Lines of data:
-.-.-
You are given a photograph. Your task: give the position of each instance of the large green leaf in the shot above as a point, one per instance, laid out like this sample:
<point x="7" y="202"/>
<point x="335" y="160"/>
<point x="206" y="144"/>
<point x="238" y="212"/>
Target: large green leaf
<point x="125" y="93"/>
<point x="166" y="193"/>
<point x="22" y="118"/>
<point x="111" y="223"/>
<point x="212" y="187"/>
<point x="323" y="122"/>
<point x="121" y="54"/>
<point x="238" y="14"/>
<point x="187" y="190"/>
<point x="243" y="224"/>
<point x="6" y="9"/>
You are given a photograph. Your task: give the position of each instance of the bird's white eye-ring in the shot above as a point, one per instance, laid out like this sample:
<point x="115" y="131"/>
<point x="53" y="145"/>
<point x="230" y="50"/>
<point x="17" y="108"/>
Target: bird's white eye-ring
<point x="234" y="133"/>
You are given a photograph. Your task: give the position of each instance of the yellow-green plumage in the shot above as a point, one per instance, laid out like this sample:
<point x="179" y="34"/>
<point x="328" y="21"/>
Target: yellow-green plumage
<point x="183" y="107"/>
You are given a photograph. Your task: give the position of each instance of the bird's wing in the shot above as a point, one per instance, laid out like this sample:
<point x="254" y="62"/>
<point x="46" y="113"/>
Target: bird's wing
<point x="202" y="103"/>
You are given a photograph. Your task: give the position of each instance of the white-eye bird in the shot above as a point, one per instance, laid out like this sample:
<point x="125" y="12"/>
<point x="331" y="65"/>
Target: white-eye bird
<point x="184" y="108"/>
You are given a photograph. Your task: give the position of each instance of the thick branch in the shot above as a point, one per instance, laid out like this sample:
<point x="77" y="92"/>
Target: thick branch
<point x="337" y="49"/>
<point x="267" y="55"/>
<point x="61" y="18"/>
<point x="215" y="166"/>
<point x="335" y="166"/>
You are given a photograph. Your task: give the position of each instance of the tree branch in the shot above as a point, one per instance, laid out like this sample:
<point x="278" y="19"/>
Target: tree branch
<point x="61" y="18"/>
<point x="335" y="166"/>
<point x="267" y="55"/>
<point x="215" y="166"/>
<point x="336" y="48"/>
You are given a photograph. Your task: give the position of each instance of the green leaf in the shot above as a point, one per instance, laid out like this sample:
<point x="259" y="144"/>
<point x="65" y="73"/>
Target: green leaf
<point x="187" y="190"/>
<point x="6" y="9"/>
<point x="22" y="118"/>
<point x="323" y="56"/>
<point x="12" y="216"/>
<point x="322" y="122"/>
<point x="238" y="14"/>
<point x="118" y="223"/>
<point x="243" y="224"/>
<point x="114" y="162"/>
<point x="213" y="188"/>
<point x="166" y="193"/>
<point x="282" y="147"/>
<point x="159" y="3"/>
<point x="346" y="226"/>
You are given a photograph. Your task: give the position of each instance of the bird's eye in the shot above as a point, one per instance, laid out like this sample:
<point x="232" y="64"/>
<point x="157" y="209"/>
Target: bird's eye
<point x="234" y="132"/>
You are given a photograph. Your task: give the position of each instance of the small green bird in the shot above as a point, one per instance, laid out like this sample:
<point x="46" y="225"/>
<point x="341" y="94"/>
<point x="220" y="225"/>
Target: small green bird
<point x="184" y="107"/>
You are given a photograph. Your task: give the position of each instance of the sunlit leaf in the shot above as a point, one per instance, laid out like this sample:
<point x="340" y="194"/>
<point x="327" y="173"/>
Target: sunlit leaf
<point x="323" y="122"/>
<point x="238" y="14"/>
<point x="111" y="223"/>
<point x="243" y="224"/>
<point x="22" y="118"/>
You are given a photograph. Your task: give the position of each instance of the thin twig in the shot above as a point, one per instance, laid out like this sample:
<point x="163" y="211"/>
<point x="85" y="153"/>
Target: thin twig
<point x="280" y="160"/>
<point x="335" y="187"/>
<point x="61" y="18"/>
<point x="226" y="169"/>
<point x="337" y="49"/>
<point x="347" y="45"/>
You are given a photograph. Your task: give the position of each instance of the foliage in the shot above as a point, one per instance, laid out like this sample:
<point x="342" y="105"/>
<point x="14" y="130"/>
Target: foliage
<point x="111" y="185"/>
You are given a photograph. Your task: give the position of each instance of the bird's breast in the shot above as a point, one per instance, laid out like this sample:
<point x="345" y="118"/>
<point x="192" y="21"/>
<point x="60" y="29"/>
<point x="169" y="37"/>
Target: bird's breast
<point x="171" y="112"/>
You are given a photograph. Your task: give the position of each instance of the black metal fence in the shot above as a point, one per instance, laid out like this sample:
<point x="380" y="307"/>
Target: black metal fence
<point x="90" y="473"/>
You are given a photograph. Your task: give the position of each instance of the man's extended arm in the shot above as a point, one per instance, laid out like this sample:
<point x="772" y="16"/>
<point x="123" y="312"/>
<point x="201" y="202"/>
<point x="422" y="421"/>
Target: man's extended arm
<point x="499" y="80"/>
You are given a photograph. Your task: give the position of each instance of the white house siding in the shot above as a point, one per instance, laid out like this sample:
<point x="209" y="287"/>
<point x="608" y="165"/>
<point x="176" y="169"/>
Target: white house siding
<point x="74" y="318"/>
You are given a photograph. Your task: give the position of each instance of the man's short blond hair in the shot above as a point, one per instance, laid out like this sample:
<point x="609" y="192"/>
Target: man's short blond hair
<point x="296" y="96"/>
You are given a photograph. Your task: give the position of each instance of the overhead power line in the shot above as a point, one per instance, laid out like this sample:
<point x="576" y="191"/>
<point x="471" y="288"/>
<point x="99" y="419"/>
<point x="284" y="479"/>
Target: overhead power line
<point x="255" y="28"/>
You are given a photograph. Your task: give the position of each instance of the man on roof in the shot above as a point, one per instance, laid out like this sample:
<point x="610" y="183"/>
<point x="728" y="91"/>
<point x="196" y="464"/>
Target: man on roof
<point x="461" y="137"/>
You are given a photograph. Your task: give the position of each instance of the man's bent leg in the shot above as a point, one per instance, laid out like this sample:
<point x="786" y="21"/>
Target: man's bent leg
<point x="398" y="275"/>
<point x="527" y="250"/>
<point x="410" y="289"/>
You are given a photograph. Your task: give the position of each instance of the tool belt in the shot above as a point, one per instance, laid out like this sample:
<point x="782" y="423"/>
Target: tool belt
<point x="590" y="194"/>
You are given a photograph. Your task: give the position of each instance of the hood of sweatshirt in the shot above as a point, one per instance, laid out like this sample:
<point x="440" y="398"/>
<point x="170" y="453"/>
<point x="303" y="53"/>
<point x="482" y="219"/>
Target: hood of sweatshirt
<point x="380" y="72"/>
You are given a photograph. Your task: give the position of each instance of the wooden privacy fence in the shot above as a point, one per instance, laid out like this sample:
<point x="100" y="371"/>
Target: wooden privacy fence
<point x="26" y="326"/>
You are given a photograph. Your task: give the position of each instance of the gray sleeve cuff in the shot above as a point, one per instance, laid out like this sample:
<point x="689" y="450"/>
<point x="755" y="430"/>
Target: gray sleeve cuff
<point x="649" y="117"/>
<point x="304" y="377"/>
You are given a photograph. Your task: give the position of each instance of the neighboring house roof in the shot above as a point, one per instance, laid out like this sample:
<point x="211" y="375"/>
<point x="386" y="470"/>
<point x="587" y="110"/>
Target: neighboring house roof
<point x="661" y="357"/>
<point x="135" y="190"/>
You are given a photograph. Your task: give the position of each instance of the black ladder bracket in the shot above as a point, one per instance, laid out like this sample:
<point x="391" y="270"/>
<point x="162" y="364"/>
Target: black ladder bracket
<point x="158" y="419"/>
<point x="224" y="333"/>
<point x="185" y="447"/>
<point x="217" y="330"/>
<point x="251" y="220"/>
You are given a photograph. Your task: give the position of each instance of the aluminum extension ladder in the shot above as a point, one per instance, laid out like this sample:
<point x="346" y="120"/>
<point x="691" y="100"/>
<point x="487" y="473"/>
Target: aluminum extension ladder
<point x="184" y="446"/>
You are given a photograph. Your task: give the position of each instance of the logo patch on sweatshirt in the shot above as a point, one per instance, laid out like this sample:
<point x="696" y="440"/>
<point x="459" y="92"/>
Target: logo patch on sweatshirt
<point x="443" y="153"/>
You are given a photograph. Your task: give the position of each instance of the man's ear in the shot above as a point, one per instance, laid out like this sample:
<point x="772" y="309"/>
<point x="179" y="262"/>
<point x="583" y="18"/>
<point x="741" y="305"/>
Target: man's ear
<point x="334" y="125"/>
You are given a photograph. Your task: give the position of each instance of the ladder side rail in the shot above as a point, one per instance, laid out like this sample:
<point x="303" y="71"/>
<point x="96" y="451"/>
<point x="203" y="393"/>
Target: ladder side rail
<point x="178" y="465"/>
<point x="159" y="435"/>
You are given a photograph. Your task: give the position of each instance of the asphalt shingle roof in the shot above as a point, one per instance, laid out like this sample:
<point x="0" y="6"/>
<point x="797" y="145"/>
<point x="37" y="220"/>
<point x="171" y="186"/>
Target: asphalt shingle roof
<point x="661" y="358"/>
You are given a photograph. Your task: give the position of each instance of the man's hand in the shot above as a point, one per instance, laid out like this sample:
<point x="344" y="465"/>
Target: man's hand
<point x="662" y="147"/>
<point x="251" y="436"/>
-.-.-
__Exercise objective__
Please retype, exactly as written, every line from the line containing "of the logo" through the last line of the records above, including both of those lines, and nothing else.

__Solution below__
You are given a photograph. Your task: give the position of each instance of the logo patch on sweatshirt in the shot above as a point, one per instance, laid out like this sample:
<point x="696" y="440"/>
<point x="459" y="92"/>
Target: logo patch on sweatshirt
<point x="443" y="153"/>
You are given a photograph. Your task: give the position of each instance of the man's ear in the shot above as a point, one per instance, laid out like this sample:
<point x="772" y="309"/>
<point x="179" y="262"/>
<point x="583" y="18"/>
<point x="741" y="305"/>
Target: man's ear
<point x="334" y="125"/>
You are given a photograph. Your task: give the position of each instance of the ladder side rail in the shot above as a point, one per instance, laid out like this sample:
<point x="303" y="71"/>
<point x="96" y="451"/>
<point x="203" y="393"/>
Target: ladder side rail
<point x="178" y="465"/>
<point x="159" y="435"/>
You are given a photograph. Your task: give the position of each instance of the asphalt shingle roof in the shot above as a point, one per instance, laid out like this sample:
<point x="0" y="6"/>
<point x="797" y="145"/>
<point x="37" y="220"/>
<point x="171" y="186"/>
Target: asphalt shingle roof
<point x="661" y="358"/>
You are given a photograph. Your task: give the position of each instance of the man's hand in the shot above as a point, one per instance, laid out like this sample:
<point x="344" y="465"/>
Target: man's hand
<point x="662" y="147"/>
<point x="251" y="436"/>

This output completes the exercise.